Give, as a bare number, the count of lines below that contain "cliff".

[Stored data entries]
Start of Block
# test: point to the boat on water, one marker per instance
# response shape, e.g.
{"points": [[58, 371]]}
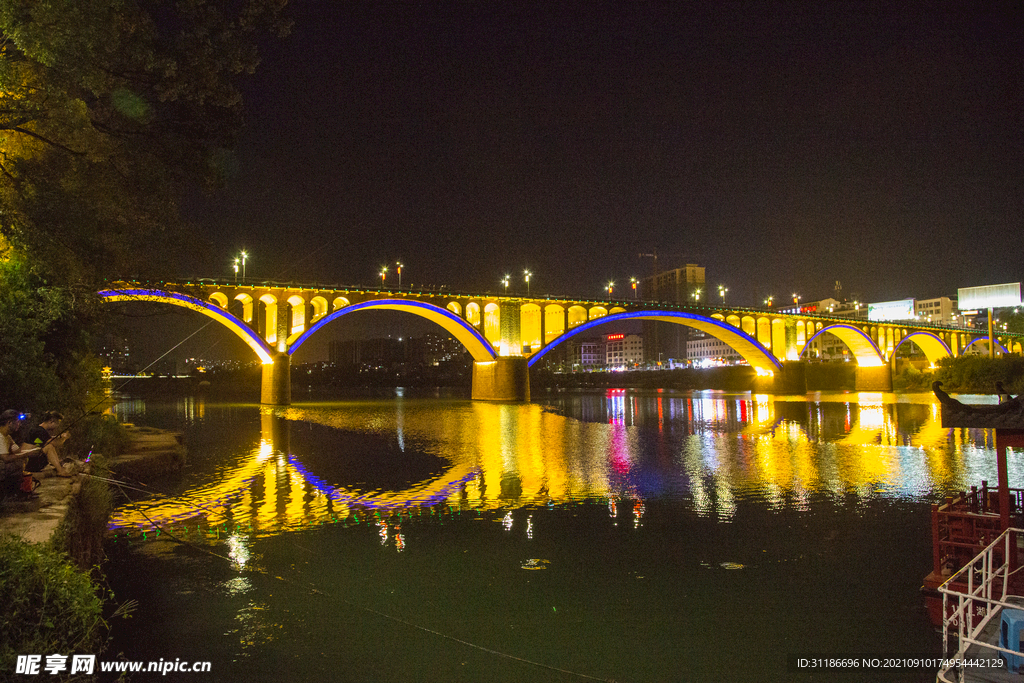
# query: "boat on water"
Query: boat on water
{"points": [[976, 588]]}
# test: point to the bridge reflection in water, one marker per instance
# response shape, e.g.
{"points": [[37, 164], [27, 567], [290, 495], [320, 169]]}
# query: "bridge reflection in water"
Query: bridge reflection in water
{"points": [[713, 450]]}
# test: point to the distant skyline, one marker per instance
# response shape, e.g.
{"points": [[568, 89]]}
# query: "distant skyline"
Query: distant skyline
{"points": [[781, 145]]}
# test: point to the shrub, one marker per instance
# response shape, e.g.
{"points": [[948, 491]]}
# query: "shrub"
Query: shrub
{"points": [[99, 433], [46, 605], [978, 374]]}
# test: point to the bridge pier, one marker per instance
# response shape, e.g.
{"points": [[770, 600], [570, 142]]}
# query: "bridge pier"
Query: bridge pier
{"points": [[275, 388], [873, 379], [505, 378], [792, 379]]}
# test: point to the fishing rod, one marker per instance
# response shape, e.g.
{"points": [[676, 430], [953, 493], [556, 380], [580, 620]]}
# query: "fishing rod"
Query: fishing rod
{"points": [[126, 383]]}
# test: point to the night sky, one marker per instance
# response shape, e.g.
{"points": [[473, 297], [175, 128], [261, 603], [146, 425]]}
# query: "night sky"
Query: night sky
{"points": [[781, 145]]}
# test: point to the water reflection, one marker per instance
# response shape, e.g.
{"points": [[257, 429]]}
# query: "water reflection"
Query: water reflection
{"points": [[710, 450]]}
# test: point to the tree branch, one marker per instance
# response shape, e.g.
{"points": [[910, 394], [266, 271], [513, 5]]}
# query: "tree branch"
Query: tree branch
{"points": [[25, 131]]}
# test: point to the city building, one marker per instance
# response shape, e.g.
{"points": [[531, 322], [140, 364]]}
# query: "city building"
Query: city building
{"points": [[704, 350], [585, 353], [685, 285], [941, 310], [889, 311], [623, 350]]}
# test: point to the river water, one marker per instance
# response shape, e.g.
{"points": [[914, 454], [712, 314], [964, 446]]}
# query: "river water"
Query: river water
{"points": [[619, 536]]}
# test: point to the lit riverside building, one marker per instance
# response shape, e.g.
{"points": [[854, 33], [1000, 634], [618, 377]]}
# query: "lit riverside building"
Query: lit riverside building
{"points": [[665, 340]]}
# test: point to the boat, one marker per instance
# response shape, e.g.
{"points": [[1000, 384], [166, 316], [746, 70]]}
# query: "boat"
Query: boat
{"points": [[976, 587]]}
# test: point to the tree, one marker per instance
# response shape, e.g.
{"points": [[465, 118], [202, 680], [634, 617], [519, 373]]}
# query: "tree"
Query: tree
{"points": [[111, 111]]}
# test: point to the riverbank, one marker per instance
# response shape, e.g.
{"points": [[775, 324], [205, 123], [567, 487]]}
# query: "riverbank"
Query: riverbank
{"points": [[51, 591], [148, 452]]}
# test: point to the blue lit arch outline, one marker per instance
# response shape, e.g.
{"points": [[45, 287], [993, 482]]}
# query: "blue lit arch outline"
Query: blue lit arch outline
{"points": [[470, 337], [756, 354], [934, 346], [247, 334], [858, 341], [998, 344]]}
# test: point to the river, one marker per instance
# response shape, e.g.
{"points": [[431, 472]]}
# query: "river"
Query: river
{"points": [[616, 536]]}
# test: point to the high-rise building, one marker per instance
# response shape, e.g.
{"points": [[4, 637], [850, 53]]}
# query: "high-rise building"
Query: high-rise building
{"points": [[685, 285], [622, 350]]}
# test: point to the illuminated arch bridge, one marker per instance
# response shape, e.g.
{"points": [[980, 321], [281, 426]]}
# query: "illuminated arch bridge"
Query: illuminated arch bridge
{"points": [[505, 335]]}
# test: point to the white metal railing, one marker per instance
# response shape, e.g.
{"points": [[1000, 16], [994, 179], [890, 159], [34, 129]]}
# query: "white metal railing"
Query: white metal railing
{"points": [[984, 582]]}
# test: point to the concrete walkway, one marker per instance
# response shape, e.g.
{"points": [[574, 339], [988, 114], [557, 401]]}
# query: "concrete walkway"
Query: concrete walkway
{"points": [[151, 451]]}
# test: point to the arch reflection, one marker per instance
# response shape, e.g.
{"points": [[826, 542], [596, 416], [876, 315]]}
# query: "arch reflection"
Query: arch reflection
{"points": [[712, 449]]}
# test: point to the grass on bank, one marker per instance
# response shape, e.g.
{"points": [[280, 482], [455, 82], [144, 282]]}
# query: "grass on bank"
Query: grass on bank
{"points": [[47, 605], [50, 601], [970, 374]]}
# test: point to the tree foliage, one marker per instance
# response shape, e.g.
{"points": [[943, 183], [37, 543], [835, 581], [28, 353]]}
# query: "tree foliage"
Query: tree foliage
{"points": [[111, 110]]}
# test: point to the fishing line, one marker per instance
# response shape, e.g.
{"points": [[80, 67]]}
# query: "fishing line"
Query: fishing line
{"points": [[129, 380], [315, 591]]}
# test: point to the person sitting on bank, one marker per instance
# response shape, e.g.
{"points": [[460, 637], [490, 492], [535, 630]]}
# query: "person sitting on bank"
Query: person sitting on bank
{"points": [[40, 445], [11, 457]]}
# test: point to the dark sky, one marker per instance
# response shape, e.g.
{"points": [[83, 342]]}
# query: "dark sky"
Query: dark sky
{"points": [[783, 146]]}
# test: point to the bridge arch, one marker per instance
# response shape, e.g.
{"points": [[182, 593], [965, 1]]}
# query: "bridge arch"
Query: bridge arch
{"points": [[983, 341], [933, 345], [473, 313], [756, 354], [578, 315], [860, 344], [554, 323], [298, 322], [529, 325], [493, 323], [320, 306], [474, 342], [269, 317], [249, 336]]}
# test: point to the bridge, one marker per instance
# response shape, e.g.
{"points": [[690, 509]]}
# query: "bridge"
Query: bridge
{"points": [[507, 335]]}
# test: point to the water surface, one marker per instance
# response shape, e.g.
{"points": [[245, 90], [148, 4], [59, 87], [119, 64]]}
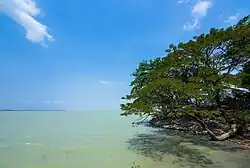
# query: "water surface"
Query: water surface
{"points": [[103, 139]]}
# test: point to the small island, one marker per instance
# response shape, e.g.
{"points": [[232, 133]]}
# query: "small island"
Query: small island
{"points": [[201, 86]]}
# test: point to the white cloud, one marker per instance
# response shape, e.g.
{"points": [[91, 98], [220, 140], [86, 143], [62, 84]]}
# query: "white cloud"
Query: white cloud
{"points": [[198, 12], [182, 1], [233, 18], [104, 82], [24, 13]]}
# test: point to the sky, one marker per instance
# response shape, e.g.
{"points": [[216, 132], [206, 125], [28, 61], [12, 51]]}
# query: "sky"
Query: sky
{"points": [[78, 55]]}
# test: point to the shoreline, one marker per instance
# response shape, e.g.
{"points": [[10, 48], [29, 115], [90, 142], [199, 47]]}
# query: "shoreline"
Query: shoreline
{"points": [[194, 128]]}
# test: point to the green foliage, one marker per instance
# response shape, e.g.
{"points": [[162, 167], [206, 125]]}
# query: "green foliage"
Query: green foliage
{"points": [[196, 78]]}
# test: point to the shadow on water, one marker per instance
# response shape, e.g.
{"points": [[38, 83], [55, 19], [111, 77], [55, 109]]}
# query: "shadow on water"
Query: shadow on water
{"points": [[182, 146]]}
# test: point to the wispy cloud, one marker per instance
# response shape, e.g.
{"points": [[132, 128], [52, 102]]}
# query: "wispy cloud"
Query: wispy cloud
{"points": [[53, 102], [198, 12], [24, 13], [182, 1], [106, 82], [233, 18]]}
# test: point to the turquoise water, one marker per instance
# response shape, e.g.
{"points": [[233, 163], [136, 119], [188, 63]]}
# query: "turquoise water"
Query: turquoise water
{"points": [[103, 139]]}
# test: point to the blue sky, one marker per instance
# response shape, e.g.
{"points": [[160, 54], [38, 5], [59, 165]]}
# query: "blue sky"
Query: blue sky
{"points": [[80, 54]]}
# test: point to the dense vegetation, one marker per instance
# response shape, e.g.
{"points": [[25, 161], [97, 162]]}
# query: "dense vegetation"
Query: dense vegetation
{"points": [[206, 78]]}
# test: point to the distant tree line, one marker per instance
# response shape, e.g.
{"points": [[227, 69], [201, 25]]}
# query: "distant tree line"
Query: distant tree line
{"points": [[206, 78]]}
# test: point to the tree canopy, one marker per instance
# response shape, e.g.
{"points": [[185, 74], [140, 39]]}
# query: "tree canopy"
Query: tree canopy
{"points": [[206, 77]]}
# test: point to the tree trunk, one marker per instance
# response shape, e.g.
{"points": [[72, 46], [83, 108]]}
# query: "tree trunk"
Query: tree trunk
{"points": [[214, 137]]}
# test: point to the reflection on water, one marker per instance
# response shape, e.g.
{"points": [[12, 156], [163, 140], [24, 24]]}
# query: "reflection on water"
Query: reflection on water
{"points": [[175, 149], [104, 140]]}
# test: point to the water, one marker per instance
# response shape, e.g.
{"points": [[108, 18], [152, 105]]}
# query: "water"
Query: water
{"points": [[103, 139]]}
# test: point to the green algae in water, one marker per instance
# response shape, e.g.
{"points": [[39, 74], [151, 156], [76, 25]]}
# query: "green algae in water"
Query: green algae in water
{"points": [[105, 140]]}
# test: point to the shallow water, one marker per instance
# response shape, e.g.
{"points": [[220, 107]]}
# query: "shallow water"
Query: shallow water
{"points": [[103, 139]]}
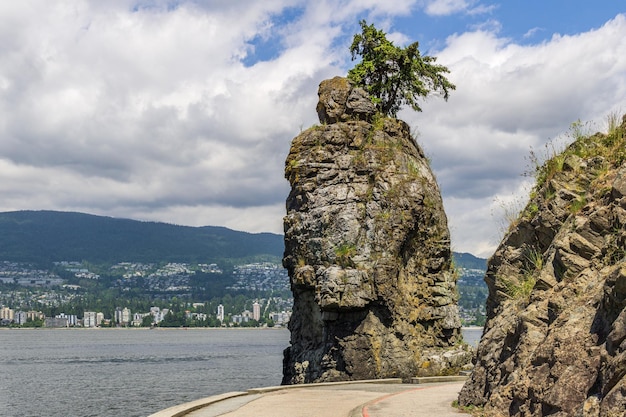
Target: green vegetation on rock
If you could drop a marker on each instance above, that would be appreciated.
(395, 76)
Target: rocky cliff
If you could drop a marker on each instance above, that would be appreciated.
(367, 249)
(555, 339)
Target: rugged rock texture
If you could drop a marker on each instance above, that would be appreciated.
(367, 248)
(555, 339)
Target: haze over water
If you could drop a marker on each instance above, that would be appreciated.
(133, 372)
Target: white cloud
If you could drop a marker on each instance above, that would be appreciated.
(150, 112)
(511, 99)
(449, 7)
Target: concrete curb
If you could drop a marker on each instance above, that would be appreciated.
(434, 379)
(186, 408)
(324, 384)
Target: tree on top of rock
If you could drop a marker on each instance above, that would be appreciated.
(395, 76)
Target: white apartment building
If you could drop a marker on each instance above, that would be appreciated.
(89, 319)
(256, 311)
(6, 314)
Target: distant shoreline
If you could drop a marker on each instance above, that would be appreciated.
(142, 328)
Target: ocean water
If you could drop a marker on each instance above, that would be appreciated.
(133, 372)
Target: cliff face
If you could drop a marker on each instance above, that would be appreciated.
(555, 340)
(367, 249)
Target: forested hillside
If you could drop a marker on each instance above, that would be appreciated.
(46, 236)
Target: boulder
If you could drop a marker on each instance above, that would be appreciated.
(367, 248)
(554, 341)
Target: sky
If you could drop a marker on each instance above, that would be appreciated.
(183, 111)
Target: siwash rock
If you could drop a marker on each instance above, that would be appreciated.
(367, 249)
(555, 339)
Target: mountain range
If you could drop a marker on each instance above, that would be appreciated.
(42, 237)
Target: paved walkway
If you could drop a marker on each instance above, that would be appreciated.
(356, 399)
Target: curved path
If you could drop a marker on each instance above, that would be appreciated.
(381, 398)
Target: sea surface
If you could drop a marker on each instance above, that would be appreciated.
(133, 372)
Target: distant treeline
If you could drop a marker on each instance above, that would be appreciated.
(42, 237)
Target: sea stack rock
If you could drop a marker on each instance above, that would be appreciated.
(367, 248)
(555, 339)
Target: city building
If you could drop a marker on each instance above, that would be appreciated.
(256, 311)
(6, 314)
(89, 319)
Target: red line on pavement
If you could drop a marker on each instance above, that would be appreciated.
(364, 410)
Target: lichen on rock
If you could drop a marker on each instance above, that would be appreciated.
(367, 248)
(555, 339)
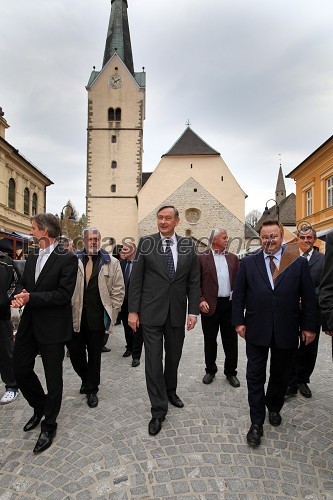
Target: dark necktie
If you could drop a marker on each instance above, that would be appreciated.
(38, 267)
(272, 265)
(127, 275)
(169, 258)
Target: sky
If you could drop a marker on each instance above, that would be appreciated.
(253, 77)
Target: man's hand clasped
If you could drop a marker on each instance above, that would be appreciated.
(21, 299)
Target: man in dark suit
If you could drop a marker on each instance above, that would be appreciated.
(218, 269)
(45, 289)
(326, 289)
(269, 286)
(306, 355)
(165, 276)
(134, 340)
End of Block
**REPLY:**
2